Stated task →
Convert every line of the records below into a Markdown table with two columns, Row and Line. Put a running row number in Row and the line itself in Line, and leave out blank lines.

[Dataset rows]
○ ○ ○

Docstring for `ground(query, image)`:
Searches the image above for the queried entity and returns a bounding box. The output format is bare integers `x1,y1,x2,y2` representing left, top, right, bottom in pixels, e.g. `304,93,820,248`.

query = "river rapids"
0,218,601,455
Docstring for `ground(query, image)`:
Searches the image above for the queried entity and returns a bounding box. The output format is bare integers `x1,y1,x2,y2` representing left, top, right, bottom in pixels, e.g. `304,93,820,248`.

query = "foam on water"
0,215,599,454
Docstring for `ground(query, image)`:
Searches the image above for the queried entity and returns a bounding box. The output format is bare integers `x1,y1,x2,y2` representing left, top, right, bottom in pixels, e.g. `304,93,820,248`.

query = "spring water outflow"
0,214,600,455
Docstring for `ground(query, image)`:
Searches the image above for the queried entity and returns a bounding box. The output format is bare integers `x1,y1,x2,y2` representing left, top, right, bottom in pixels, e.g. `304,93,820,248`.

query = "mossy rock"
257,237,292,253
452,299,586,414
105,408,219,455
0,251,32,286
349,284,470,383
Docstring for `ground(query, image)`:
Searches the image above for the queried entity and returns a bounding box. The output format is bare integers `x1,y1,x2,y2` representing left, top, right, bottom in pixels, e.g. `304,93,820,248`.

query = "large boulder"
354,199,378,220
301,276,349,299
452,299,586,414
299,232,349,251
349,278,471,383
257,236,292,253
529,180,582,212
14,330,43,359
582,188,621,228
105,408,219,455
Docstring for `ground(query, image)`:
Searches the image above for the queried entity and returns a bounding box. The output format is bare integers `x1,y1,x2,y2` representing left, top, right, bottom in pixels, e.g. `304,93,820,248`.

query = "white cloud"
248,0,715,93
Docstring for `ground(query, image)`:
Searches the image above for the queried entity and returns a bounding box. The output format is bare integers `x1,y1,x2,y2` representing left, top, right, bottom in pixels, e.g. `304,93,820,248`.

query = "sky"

○ ○ ○

Solution below →
| Row | Line |
|---|---|
| 1 | Docstring for `ground(query, image)`: |
| 2 | Searches the image above for the queried entity and returns a bounding box. The output format is bare integers `x1,y1,x2,y2` representing left, top, right, bottom in pixels, e.g. `304,93,820,248`. |
| 3 | query = "river rapids" |
| 4 | 0,218,601,455 |
| 5 | Docstring for `ground(query, image)`: |
| 6 | Searches the image above for the queried entity and returns a bounding box. The output format is bare integers `x1,y1,x2,y2` representing left, top, right, bottom in pixels, e.g. `304,93,820,248`. |
| 7 | query = "foam on water" |
| 8 | 0,215,599,454 |
| 9 | Docstring for `ground(query, image)`: |
| 10 | Searches the image above for the queried entity and returns a bounding box. The output format is bare integers `x1,y1,x2,y2` representing left, top, right, bottom in pixels, e.g. `304,93,820,248`. |
| 11 | query = "spring water outflow" |
| 12 | 0,214,600,455 |
| 13 | Docstring for `ground(query, image)`: |
| 14 | Searches the image above for the queried entity and returns a bounding box. The output format is bare integers `x1,y1,x2,y2` representing left, top, right, bottom in pixels, e.g. `304,93,820,248`. |
| 15 | query = "mossy rock" |
| 16 | 257,237,292,253 |
| 17 | 452,299,586,414 |
| 18 | 105,408,219,455 |
| 19 | 0,251,32,286 |
| 20 | 349,284,470,383 |
| 21 | Docstring for `ground(query, image)`: |
| 22 | Searches the image above for the queried entity and returns a bounding box. The output format is bare integers `x1,y1,x2,y2` representing left, top, right, bottom in pixels, e.g. `304,93,820,248`. |
| 23 | query = "large boulder" |
| 24 | 354,199,378,220 |
| 25 | 301,276,349,299 |
| 26 | 452,299,586,414 |
| 27 | 299,232,349,251 |
| 28 | 349,278,471,383 |
| 29 | 257,236,292,253 |
| 30 | 529,180,582,212 |
| 31 | 14,330,43,359 |
| 32 | 582,188,621,228 |
| 33 | 105,408,219,455 |
| 34 | Docstring for `ground(query, image)`: |
| 35 | Searches the image above for the queried entity and returns a bounding box. The output format is bare integers `x1,y1,x2,y2` representing left, top, right, bottom in pixels, e.g. `304,93,820,248`. |
| 36 | query = "white cloud" |
| 37 | 248,0,715,93 |
| 38 | Docstring for `ground(query, image)`: |
| 39 | Searches the image above for the queried entity and returns a bounding box. The output format is bare integers `x1,y1,x2,y2` representing left, top, right, bottom in pixels, e.g. `304,93,820,248`. |
| 40 | query = "sky" |